▶ [What is needed]: Transcribe the records exactly from the line with "Task: locate every post" to the end, both included.

[Exercise material — start]

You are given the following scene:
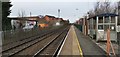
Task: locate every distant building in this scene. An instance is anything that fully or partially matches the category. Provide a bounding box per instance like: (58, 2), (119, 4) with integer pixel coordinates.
(8, 16), (40, 30)
(44, 15), (69, 26)
(9, 15), (69, 29)
(75, 17), (88, 35)
(44, 15), (56, 21)
(76, 18), (83, 25)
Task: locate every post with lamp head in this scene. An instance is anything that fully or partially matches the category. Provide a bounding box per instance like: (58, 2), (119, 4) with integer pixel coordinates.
(58, 9), (60, 18)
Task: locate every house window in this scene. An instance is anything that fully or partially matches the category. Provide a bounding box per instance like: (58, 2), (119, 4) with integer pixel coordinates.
(98, 25), (103, 29)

[Exercise material — finish]

▶ [Written answer]:
Task: locate every post with lamp head in this scene. An instance is anything that fully or partially matches the category. Provide a bounding box per instance like: (58, 2), (119, 4) with integer pixel coordinates.
(58, 9), (60, 18)
Task: locate every house window in this scene. An instance is anything that fully or partially matches the category. Provide a bounding box per instance like: (58, 2), (119, 4) with integer pixel coordinates.
(98, 25), (103, 29)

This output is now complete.